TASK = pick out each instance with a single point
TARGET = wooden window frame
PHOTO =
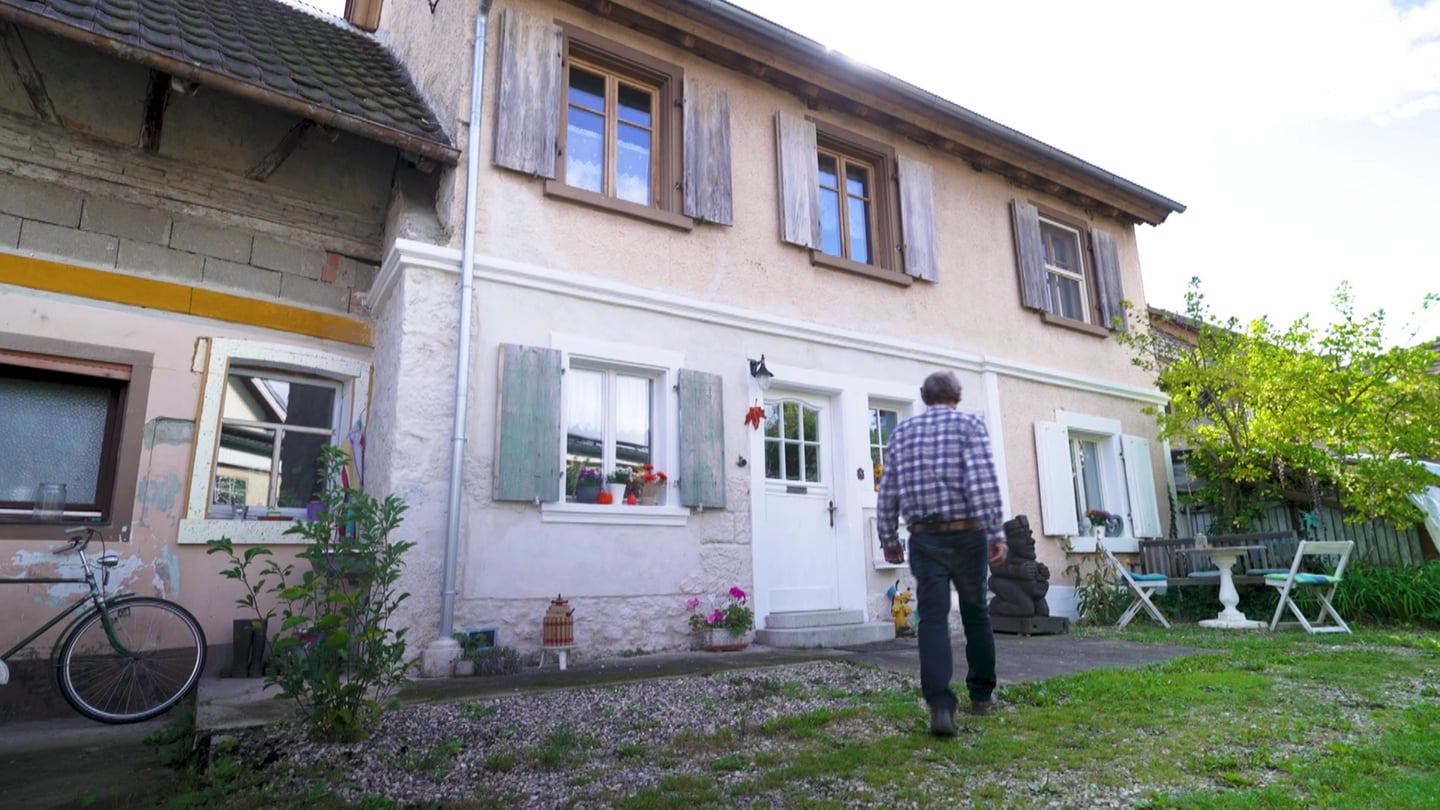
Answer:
(126, 374)
(886, 216)
(667, 79)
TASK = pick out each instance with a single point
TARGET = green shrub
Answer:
(334, 655)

○ ○ ○ ○ ○

* Task to complete *
In the copy, include all records verbatim but no images.

* Exercise result *
TASK = pick out each instance with a single point
TARGET = wooden window frame
PHOTO =
Answer:
(126, 374)
(886, 216)
(667, 79)
TASK = pick out each instance with a single point
TARGET = green shrub
Answer:
(334, 655)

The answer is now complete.